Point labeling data

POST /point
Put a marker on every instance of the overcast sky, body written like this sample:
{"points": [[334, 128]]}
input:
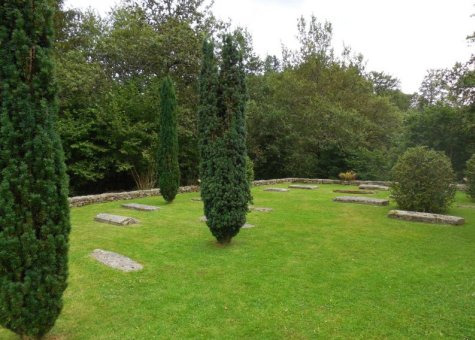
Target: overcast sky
{"points": [[401, 37]]}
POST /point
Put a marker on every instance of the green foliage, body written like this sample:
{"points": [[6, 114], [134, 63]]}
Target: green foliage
{"points": [[444, 128], [224, 187], [249, 170], [470, 176], [34, 210], [423, 181], [168, 168]]}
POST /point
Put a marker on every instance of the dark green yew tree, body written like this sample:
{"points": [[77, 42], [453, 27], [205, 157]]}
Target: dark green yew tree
{"points": [[34, 211], [168, 167], [222, 127]]}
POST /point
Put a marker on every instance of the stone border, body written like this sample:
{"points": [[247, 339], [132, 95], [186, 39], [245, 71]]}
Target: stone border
{"points": [[80, 201]]}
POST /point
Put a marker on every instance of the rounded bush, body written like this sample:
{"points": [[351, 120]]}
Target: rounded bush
{"points": [[423, 181], [470, 176]]}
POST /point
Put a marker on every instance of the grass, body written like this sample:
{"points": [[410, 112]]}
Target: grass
{"points": [[310, 268]]}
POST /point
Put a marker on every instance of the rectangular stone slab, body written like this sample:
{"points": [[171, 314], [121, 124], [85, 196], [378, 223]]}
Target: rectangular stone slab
{"points": [[305, 187], [414, 216], [373, 187], [141, 207], [260, 209], [116, 261], [276, 189], [361, 200], [115, 219], [362, 192]]}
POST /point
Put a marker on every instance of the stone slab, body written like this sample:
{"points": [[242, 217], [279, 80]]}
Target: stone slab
{"points": [[414, 216], [362, 192], [466, 206], [115, 219], [304, 187], [116, 261], [373, 187], [276, 189], [141, 207], [361, 200], [260, 209]]}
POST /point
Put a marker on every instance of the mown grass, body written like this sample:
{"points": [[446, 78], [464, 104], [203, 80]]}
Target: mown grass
{"points": [[310, 268]]}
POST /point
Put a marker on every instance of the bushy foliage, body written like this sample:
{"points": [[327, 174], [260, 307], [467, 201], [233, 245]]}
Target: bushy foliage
{"points": [[423, 181], [34, 210], [224, 186], [470, 176], [168, 168], [249, 170], [347, 176]]}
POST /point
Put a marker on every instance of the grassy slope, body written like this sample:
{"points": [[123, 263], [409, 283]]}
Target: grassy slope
{"points": [[310, 268]]}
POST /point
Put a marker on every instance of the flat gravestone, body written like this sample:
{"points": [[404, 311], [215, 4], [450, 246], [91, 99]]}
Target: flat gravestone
{"points": [[276, 189], [116, 261], [373, 187], [141, 207], [361, 200], [260, 209], [414, 216], [466, 206], [305, 187], [362, 192], [115, 219], [245, 226]]}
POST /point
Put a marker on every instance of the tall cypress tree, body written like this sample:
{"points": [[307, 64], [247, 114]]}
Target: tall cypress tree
{"points": [[168, 167], [34, 210], [222, 125]]}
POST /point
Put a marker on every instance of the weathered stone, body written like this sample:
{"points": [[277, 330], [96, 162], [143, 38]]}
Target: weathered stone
{"points": [[276, 189], [361, 200], [141, 207], [373, 187], [260, 209], [115, 219], [414, 216], [116, 261], [305, 187], [362, 192], [466, 206]]}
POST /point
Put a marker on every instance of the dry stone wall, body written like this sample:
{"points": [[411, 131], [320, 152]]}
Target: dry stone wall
{"points": [[80, 201]]}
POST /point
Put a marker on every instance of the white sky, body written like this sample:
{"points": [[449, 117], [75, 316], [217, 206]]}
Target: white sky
{"points": [[401, 37]]}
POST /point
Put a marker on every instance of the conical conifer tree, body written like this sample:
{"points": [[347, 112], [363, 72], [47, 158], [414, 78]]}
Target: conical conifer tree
{"points": [[224, 186], [34, 210], [168, 167]]}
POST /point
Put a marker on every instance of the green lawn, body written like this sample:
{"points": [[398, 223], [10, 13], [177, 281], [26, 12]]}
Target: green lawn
{"points": [[311, 268]]}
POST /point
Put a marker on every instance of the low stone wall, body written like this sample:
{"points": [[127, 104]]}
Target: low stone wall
{"points": [[316, 181], [80, 201]]}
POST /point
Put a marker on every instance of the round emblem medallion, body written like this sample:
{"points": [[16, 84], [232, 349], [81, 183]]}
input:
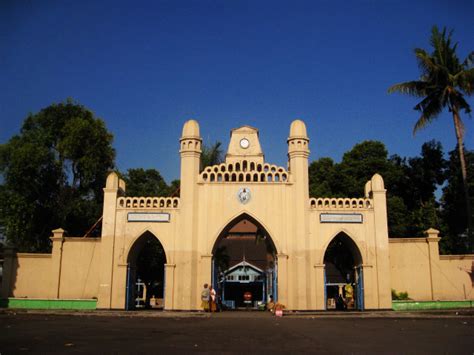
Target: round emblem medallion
{"points": [[244, 143], [244, 195]]}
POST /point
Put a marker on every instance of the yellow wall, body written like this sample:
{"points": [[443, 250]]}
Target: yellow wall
{"points": [[417, 268], [80, 268], [31, 276], [71, 271]]}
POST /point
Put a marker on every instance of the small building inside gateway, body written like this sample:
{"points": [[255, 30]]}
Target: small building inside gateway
{"points": [[245, 226]]}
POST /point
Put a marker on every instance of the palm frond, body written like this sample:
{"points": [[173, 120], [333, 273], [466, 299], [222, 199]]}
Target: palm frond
{"points": [[430, 107], [462, 104], [414, 88], [465, 80], [469, 61], [425, 61]]}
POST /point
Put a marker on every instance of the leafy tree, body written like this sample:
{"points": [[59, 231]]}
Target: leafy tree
{"points": [[141, 182], [359, 165], [444, 82], [52, 175], [211, 155], [322, 175], [398, 217], [454, 229], [411, 183]]}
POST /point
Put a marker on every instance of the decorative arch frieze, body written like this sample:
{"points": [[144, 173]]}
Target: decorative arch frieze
{"points": [[244, 171]]}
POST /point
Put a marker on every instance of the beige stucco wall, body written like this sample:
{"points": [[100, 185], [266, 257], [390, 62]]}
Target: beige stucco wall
{"points": [[456, 282], [80, 268], [31, 276], [417, 268], [208, 204], [71, 271]]}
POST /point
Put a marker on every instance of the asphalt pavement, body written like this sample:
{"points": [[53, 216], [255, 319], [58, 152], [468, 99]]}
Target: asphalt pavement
{"points": [[117, 332]]}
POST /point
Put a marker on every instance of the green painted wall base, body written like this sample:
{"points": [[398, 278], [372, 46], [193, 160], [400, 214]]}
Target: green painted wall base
{"points": [[426, 305], [37, 303]]}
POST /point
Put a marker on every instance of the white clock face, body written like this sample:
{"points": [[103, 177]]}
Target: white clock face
{"points": [[244, 143]]}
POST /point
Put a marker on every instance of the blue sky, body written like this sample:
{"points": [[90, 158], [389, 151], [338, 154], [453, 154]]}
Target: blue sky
{"points": [[147, 67]]}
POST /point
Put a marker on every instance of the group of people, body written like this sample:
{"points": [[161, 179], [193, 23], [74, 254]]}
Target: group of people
{"points": [[209, 299]]}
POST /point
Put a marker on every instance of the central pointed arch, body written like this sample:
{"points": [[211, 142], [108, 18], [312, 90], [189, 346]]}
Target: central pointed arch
{"points": [[244, 261], [343, 274]]}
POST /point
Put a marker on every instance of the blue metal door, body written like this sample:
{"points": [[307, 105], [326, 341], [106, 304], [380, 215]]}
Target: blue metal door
{"points": [[359, 288], [129, 291], [325, 292]]}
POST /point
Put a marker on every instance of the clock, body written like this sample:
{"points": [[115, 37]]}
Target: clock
{"points": [[244, 143]]}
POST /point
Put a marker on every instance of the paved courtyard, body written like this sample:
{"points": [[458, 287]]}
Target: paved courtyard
{"points": [[243, 332]]}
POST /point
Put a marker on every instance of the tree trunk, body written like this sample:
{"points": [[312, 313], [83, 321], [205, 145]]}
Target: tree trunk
{"points": [[459, 137]]}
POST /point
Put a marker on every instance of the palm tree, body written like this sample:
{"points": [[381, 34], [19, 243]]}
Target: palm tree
{"points": [[444, 82]]}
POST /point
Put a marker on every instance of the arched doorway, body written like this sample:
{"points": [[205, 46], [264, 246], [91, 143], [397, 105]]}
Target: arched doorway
{"points": [[145, 274], [343, 276], [244, 260]]}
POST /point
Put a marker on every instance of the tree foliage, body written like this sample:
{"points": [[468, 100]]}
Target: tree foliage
{"points": [[211, 155], [141, 182], [444, 82], [453, 211], [53, 173], [411, 183]]}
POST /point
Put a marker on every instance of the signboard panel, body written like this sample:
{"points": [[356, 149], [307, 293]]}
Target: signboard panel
{"points": [[148, 217], [341, 218]]}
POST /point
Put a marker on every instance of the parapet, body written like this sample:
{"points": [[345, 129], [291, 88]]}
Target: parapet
{"points": [[298, 129], [191, 129]]}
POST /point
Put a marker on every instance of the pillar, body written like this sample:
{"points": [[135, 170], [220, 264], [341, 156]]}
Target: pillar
{"points": [[433, 253], [9, 272], [187, 263], [300, 265], [56, 261], [169, 286], [107, 245], [383, 286]]}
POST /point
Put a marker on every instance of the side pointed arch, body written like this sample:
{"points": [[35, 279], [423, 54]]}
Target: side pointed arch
{"points": [[137, 242]]}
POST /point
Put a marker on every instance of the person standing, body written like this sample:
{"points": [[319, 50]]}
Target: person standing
{"points": [[205, 297], [212, 299]]}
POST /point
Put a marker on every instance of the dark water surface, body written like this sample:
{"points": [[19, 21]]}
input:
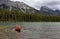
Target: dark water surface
{"points": [[33, 30]]}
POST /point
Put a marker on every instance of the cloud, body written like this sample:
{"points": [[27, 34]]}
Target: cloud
{"points": [[54, 4]]}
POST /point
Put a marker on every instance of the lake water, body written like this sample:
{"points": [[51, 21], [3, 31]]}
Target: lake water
{"points": [[35, 30]]}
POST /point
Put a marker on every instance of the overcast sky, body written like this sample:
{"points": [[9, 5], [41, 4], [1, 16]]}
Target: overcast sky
{"points": [[53, 4]]}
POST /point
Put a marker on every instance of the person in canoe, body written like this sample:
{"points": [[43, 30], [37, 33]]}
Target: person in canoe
{"points": [[18, 28]]}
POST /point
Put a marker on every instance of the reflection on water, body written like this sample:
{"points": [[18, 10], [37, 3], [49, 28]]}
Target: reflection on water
{"points": [[34, 30]]}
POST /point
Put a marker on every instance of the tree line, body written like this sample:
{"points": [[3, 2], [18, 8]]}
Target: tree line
{"points": [[19, 16]]}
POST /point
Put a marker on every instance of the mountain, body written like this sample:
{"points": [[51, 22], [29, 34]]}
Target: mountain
{"points": [[58, 11], [47, 11], [20, 6], [16, 6]]}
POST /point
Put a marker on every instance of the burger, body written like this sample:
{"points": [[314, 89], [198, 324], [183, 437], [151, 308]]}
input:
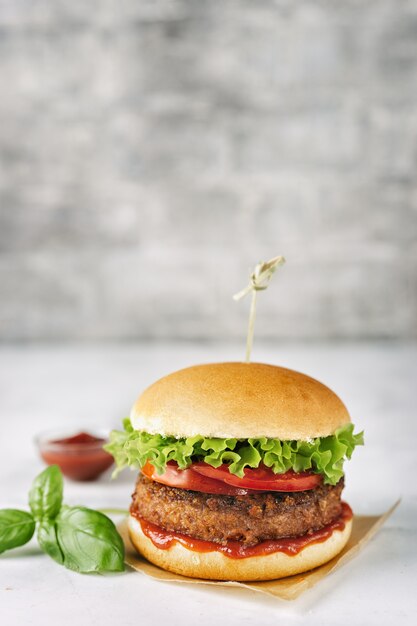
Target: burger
{"points": [[241, 472]]}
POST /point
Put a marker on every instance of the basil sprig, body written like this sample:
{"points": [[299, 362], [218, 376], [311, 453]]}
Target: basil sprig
{"points": [[81, 539]]}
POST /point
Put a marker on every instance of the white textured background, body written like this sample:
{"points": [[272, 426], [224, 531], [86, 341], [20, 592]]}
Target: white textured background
{"points": [[152, 151]]}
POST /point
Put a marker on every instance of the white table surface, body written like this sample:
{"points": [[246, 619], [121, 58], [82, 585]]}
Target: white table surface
{"points": [[54, 386]]}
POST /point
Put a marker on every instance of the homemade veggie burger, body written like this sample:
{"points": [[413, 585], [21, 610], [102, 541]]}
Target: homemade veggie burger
{"points": [[241, 471]]}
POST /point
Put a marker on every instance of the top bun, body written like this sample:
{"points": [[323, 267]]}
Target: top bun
{"points": [[239, 400]]}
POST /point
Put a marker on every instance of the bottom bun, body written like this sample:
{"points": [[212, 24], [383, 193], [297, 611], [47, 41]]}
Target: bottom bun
{"points": [[216, 566]]}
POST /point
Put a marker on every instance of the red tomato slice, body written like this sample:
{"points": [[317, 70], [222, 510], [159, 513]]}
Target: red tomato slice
{"points": [[261, 478], [187, 479]]}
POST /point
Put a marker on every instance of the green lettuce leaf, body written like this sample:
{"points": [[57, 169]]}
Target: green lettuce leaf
{"points": [[322, 455]]}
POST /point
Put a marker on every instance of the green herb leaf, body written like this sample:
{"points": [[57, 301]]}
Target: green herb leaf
{"points": [[89, 541], [16, 528], [45, 496], [48, 540], [322, 455]]}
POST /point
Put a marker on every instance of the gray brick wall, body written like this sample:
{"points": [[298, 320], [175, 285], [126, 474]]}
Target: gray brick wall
{"points": [[152, 151]]}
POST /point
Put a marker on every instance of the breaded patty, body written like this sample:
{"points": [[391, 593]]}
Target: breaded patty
{"points": [[250, 519]]}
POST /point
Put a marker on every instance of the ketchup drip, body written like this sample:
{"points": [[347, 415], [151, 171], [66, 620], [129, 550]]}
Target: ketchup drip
{"points": [[164, 539]]}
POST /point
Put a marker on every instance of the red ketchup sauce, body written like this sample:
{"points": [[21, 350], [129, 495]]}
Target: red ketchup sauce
{"points": [[164, 539], [80, 457]]}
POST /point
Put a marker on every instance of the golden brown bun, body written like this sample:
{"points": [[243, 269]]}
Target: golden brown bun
{"points": [[239, 400], [217, 566]]}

Task goal:
Find every line in the data above that contains the word "cloud", and copy each of those lines in full.

Output of the exercise:
Put a marker on every instance of the cloud, body written like this sample:
Target: cloud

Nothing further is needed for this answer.